The Lost Stories of Spain, vol. 5

Welcome back to The Lost Stories of Spain!

Cool intro.

STORIES!

Shenanigans in expresion oral

I had three classes at La Casa de las Lenguas, but the one I enjoyed the most was expresion oral. This is not necessarily because I was a good student, but because of all the shenanigans, as well as the fact that Eduardo, our instructor, was a pretty cool dude.

There were several bouts of shenanigans, most due to my less-than-stellar Spanish.

Shenanigans with Ally

I mentioned my friend Ally from Boston last set of stories. Well, we met through expresion oral.

We were doing an introduction exercise, for which I was partnered with Ally. We were just asking each other estar questions, questions about our current state. I meant to ask Ally, “¿Estás cansado?” (Are you tired?) Instead, I had a slip of the tongue and asked, “¿Estás casado?” (Are you married?) I backpedaled hard when Eduardo called me on my mistake.

But hey, I made a friend out of it.

Shenanigans with Tristan

Another exercise, this time one where I was a waiter and my partner, a guy from Oregon named Tristan, was my customer. Tristan had written out a fake menu, which I was supposed to read from. He sat down at his fake table, I walked over and introduced myself, and then I held up the menu to read from it.

And that’s when I found out that Tristan has really messy handwriting. Like, messy to the point I couldn’t read it.

My likely sleep-deprived mind found this incredibly amusing, and I was probably wheeze-giggling for a solid 45 seconds before regaining my composure and continuing with the skit.

All was fine and dandy until I reached the dessert menu. One of the items was apple pie. I had a brain fart and forgot the Spanish word for pie. (Tarta, if anyone is wondering.) I improvised and asked if he wanted “una pie de manzana.”

Eduardo said from the back of the room that pie (pee-ay) is the Spanish word for foot. I then asked Tristan in English, “Apple feet. You want an apple foot?” and burst out laughing again.

Shenanigans With Oliver (and David, too)

Dialogue assignment. I picked the first person I saw as a partner. In this case, it was David, a super-cool dude from England in the process of moving to Spain to live with his girlfriend.

Data shown -

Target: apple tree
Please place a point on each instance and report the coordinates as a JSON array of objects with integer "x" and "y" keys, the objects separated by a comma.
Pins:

Problem set -
1. Repeat the stretch of the Spanish-class stories from "Another exercise, this" through "couldn’t read it.".
2. Pick up the stories about Spanish class where they stop and keep writing.

Answers per task -
1.
Another exercise, this time one where I was a waiter and my partner, a guy from Oregon named Tristan, was my customer. Tristan had written out a fake menu, which I was supposed to read from. He sat down at his fake table, I walked over and introduced myself, and then I held up the menu to read from it.

And that’s when I found out that Tristan has really messy handwriting. Like, messy to the point I couldn’t read it.

2.
Well, our day to present came, and David was nowhere to be found. Well, Eduardo insisted I go, so I presented with Oliver, a dude from Ireland who was absent the day we picked partners.

Oliver’s Spanish wasn’t too hot, so you can imagine how good our dialogue was.

The next time I saw David, I asked him what had happened. And…he had a pretty good excuse. He had given his furniture from his flat back in England to some shipping company. Well, said company closed, leaving his furniture floating in the aether. He had spent the last few days kicking down doors, trying to get his stuff back.

Sorry, Dave. Hope things worked out.

Mary, Queen of Scots

In my first volume, I mentioned I had three different professors. On this particular day, our instructor was Carla, and the topic was Scottish literature. She wanted someone to read an excerpt from a Scottish play called Mary Queen of Scots Got Her Head Chopped Off. She looked back to our row and said, “Perhaps one of the American students?”

Now, if there’s one thing I love doing, it’s making voices. And I had a point of inspiration. Benji had this joke where he’d put on a Scottish accent and act like he was from the old country. Let’s call Scottish Benji Old Benji McTavish. So I channeled Old Benji McTavish and raised my hand.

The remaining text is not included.